EXTRAIT FOURNI →
****************

Enfin, monsieur le président, comme ma collègue, j’aimerais prendre connaissance du compte rendu de l’audition du président du conseil régional de Bretagne. Je crois d’ailleurs savoir qu’il s’est lui-même prononcé contre l’écotaxe et a proposé des solutions alternatives.

M. Éric Straumann. Il est vrai que l’idée de cette taxe est née vers 2004 en Alsace, car la mise en place de la LKW Maut en Allemagne a entraîné un report de trafic très important sur le fossé rhénan. C’est pourquoi les déclarations de la ministre de l’écologie nous laissent dubitatifs, la perspective d’abandonner cette taxe étant très mal perçue dans la région. La solution du péage physique que vous suggérez me semble compliquée à mettre en place. Pour répondre à un problème particulièrement aigu au niveau local, il serait préférable d’en revenir à la proposition lancée il y a une dizaine d’années : étendre vers l’Alsace le système allemand et reverser aux collectivités locales alsaciennes la redevance ainsi collectée.

M. Marc Le Fur. Comme mes collègues, monsieur le président, j’ai du mal à comprendre que vous ayez pu aborder avec le président de la région Bretagne le sujet qui nous intéresse tous sans que cette rencontre ne soit publique. Il convient d’en finir avec l’ambiguïté et de le recevoir collectivement afin de connaître le point de vue de la majorité régionale.

Quant aux propos de M. Chéritel, je les ai trouvés remarquables. Nous aurions d’ailleurs dû l’auditionner bien plus tôt. Comme vous, monsieur le président, notre collègue André, partisan reconnu de l’écotaxe, affirme que ses propos contiennent des éléments erronés. Mais quels sont-ils ? Tout me semble parfaitement précis et argumenté !

L’intérêt de l’intervention du président Chéritel est d’avoir posé les problèmes sous l’angle économique, en s’intéressant aux effets de l’écotaxe à l’échelle nationale, et non pas seulement à la situation spécifique de la Bretagne.

****************

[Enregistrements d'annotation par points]
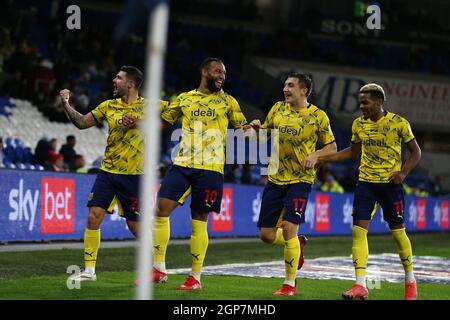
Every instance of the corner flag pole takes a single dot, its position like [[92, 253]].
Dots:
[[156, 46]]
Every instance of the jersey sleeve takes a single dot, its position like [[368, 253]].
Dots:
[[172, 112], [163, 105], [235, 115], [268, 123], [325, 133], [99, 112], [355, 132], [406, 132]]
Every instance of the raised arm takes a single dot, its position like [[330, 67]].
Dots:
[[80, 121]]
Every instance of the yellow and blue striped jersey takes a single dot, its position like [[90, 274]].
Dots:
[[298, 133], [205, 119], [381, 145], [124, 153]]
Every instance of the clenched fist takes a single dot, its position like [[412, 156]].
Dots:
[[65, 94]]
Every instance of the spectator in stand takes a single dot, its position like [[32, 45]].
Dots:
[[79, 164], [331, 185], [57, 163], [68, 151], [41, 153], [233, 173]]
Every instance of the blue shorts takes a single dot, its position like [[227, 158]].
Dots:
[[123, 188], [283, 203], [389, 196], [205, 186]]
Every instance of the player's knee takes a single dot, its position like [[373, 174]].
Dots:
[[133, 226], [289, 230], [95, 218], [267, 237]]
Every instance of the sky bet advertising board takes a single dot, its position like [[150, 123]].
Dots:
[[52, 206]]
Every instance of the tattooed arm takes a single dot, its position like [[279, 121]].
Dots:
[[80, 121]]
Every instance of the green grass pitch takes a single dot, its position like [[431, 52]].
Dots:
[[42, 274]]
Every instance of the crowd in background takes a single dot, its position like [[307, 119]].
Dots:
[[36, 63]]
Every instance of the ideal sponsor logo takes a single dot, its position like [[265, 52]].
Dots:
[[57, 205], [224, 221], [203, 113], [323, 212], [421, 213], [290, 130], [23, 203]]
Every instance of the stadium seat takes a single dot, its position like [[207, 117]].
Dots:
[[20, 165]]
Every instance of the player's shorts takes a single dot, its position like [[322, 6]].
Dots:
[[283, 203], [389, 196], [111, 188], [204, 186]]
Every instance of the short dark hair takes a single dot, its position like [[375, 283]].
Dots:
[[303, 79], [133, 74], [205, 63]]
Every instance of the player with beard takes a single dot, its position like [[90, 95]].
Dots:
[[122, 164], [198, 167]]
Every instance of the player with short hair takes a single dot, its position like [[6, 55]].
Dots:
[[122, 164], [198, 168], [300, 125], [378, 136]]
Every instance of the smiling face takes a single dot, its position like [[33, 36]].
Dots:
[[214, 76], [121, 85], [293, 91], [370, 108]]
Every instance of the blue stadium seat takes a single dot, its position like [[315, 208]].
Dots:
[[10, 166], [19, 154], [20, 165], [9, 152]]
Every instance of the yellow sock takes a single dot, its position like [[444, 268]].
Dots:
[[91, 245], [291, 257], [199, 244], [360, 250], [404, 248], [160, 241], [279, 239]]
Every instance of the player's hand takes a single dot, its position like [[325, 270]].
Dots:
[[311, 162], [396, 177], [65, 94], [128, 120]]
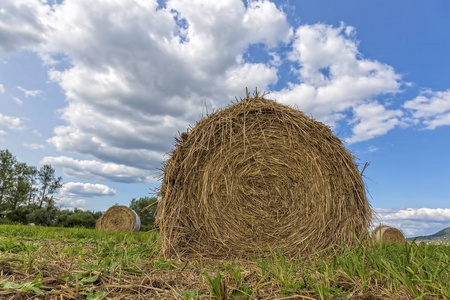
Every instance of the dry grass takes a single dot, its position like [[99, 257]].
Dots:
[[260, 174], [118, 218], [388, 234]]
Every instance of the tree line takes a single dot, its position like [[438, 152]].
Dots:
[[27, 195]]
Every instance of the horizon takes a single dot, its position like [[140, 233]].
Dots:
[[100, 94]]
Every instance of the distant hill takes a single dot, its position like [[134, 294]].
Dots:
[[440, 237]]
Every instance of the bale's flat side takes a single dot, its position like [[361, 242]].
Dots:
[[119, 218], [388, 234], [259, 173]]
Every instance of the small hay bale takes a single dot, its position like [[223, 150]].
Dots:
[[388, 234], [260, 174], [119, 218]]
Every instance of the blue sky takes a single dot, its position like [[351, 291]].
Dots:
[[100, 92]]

****************

CONSIGNE → Résumez en deux phrases l'extrait sur l'écotaxe.

RÉPONSE PROPOSÉE → Des intervenants demandent à connaître le compte rendu de l'audition du président de la région Bretagne, ou à le recevoir collectivement, tandis que M. Straumann rappelle que l'idée de l'écotaxe est née en Alsace vers 2004 en raison du report de trafic provoqué par la LKW Maut allemande. Jugeant le péage physique compliqué à mettre en place, il préfère étendre le système allemand à l'Alsace et reverser la redevance aux collectivités locales, alors que M. Le Fur trouve remarquables les propos de M. Chéritel, qui a traité les effets économiques de l'écotaxe à l'échelle nationale.